▸ GIVEN DATA:
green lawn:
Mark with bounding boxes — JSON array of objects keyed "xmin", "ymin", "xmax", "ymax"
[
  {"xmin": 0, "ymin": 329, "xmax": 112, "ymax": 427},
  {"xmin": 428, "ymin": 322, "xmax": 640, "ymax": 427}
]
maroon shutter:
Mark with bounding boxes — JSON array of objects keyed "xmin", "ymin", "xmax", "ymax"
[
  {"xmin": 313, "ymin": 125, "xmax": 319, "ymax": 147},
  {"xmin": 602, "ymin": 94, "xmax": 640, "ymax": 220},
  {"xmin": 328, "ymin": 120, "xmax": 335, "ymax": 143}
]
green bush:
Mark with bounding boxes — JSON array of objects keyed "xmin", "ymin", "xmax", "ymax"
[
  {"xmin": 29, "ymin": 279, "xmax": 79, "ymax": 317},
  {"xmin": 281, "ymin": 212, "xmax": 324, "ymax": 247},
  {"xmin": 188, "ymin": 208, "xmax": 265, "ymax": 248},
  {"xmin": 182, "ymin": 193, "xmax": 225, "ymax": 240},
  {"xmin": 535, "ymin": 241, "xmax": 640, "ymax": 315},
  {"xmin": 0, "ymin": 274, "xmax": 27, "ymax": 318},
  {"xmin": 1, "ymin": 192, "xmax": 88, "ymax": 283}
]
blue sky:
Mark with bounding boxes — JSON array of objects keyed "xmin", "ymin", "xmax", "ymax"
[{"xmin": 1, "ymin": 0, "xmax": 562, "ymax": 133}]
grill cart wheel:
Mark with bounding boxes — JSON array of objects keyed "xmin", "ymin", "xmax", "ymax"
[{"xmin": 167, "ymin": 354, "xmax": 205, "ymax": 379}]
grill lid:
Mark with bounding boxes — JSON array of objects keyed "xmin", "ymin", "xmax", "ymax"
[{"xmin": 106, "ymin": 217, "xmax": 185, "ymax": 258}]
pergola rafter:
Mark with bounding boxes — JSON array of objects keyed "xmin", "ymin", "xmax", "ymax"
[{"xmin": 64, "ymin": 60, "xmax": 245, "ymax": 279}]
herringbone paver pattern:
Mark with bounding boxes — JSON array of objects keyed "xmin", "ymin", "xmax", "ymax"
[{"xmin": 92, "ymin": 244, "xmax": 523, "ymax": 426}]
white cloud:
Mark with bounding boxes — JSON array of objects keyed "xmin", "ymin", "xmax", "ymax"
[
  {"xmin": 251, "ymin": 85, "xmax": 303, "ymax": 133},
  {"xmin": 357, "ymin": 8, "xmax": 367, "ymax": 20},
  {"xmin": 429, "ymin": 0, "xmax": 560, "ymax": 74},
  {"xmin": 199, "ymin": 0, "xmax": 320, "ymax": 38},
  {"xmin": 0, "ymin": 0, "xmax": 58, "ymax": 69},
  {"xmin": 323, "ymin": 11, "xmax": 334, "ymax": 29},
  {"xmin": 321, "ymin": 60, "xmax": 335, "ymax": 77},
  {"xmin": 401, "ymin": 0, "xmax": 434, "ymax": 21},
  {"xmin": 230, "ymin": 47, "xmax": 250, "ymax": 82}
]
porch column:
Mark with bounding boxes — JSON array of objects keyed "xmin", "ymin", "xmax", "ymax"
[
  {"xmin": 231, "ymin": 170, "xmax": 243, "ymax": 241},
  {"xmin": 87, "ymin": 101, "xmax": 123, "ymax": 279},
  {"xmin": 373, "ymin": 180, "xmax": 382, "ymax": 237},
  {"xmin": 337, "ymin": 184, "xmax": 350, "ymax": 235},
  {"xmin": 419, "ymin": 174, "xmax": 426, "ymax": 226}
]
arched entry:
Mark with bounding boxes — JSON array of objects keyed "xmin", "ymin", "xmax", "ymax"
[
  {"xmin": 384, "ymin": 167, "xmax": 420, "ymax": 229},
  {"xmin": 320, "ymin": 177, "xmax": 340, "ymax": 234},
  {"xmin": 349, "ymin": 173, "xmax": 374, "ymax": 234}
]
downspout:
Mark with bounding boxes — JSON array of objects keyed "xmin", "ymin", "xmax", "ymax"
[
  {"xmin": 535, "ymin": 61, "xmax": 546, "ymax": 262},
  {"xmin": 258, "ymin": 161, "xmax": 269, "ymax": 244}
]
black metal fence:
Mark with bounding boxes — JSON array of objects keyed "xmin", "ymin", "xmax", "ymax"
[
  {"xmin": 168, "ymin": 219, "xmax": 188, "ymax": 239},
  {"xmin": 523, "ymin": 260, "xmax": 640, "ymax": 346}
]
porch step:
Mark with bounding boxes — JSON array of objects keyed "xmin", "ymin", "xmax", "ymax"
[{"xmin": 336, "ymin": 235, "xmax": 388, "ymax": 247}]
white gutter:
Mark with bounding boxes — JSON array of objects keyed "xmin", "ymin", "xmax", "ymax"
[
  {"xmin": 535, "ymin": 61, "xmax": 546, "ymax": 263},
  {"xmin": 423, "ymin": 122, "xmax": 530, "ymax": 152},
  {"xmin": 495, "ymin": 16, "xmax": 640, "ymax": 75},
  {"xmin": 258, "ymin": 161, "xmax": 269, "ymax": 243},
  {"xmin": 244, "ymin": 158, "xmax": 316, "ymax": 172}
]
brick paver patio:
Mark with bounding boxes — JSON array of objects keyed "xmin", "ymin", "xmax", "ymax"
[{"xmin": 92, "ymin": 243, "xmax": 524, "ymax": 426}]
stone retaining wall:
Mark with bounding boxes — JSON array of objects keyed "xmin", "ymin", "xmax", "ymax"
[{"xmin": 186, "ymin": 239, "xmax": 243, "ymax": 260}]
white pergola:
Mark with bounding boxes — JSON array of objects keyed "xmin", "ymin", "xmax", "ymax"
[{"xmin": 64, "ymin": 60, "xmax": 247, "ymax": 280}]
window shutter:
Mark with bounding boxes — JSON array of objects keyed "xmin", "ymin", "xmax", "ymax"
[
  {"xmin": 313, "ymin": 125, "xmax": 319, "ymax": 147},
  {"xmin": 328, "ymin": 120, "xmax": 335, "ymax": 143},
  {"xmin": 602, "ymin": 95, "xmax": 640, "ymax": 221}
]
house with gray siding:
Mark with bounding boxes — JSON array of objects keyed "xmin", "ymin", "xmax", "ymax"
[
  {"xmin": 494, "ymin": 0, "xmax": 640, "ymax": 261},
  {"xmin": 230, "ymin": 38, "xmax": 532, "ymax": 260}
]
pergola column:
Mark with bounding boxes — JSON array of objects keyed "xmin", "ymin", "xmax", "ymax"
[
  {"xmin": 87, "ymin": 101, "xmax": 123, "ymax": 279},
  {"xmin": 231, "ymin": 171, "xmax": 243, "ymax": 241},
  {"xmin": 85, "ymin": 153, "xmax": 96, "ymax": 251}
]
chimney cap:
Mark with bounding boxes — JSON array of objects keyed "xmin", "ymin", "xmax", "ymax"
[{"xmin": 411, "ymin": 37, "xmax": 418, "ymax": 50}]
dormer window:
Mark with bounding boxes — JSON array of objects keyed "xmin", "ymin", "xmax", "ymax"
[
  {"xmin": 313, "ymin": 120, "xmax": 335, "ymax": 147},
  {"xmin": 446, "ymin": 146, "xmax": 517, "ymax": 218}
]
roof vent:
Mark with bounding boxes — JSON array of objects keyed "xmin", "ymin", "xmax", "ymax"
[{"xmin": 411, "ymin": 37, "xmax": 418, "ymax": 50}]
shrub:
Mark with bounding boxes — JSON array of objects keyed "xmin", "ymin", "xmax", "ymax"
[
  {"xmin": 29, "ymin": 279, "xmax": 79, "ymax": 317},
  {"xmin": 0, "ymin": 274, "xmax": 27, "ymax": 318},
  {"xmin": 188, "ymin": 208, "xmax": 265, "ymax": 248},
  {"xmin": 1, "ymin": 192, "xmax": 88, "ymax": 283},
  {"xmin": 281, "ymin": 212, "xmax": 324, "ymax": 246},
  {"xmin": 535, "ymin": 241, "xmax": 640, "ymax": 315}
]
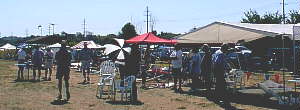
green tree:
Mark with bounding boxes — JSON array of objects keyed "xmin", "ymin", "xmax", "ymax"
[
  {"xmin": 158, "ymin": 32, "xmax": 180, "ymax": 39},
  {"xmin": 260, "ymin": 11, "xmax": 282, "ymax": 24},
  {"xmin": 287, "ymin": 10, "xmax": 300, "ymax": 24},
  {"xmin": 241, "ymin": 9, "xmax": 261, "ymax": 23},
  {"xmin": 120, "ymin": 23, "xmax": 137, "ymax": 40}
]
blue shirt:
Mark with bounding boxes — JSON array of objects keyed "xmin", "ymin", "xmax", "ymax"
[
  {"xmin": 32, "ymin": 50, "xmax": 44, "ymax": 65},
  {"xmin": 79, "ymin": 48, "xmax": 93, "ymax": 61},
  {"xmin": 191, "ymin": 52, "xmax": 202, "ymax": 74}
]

...

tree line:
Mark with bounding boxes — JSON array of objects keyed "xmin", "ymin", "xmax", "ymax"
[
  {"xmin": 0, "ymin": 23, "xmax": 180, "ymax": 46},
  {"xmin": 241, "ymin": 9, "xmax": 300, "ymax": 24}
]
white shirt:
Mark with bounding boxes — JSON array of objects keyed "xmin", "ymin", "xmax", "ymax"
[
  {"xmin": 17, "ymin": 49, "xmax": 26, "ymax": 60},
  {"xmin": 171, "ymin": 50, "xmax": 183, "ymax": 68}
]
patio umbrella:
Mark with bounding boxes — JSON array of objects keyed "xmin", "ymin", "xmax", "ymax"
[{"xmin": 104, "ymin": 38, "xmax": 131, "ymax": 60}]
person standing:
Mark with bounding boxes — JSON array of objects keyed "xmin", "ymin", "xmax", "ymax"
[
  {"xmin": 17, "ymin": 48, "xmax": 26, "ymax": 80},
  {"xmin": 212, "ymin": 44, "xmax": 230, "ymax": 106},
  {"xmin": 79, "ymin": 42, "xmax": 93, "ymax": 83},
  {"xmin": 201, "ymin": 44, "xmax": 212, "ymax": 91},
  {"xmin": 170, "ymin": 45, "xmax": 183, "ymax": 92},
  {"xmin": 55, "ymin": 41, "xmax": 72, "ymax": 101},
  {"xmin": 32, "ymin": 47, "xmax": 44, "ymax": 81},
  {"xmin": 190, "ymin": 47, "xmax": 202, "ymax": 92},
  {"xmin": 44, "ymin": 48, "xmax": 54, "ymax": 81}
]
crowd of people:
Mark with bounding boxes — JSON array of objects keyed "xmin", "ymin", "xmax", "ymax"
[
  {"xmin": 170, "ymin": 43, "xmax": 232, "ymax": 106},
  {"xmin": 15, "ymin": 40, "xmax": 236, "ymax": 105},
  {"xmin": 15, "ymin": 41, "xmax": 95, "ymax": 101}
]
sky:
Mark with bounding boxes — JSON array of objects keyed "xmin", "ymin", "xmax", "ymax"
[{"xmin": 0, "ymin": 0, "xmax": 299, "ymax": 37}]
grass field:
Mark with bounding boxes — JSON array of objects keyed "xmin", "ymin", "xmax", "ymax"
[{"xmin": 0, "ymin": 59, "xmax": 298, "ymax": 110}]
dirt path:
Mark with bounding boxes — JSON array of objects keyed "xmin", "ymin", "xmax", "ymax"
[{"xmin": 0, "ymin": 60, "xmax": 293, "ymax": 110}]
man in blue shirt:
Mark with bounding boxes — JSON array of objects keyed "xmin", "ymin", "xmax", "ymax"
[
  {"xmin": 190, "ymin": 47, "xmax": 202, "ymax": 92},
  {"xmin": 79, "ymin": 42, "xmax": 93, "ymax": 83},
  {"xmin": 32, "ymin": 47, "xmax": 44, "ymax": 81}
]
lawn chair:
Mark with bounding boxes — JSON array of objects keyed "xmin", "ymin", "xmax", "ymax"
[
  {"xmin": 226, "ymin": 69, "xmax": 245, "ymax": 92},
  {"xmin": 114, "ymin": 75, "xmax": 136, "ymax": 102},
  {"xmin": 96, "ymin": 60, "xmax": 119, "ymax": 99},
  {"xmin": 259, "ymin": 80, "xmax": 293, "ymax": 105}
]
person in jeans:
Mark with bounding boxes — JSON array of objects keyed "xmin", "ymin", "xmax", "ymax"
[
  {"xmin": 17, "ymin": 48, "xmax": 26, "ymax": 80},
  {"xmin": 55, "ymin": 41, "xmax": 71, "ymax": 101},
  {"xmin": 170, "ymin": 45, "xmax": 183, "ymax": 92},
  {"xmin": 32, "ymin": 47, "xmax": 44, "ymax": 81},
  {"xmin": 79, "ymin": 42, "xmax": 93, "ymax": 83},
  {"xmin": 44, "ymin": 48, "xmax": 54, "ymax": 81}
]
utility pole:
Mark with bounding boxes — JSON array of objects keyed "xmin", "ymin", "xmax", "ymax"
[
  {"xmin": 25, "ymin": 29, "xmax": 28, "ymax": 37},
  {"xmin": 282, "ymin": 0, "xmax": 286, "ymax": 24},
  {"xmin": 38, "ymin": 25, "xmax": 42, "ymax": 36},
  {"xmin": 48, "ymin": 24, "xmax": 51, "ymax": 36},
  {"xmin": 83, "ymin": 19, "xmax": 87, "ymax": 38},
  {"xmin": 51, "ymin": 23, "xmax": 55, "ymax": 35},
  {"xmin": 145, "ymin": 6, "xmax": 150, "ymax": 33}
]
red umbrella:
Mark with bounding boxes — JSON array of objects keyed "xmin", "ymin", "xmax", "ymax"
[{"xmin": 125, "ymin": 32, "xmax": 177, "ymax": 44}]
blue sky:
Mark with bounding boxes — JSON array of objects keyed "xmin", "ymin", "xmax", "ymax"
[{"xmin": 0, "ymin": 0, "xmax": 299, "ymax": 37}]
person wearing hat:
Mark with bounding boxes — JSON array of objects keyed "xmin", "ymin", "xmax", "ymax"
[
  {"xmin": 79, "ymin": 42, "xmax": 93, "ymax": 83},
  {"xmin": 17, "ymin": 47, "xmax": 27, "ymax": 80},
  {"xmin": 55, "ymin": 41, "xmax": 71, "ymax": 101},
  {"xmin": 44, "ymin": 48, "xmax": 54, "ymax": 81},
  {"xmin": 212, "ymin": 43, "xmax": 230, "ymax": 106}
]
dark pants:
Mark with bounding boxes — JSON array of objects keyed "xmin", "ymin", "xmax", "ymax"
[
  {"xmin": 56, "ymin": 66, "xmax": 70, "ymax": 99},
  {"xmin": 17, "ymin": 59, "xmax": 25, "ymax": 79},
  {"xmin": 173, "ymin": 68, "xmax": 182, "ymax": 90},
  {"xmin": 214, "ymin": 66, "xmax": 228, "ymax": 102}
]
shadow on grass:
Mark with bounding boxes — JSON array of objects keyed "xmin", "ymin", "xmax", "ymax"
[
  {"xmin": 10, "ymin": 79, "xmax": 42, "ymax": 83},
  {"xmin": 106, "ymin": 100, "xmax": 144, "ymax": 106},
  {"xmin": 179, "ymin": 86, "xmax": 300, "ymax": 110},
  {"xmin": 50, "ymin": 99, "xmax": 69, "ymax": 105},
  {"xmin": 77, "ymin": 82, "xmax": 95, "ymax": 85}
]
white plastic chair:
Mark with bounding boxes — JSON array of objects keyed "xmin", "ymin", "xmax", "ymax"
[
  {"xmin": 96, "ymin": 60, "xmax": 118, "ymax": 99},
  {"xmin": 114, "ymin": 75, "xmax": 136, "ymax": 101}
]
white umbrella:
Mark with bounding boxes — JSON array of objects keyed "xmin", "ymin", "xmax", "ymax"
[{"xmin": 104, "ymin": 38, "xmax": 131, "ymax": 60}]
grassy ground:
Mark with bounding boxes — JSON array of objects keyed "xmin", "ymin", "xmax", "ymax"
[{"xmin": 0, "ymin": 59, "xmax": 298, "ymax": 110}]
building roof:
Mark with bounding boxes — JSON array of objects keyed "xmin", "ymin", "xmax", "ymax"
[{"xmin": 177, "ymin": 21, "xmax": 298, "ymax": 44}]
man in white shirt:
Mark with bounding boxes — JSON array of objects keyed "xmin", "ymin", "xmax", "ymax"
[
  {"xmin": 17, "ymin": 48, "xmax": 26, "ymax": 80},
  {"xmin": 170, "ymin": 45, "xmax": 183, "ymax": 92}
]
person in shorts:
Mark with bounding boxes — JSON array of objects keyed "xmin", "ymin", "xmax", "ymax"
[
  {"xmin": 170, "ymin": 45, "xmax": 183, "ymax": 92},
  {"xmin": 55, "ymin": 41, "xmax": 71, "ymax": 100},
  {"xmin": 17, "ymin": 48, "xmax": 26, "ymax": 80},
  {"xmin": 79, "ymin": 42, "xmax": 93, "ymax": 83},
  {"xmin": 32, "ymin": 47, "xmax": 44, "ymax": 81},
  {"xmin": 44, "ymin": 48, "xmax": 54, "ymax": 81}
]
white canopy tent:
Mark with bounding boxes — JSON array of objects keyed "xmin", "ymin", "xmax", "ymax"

▸ TASK OBJECTIVE:
Only the count should be given: the number of lines in the entries above containing the word "white".

▸ PROBLEM SOLUTION:
8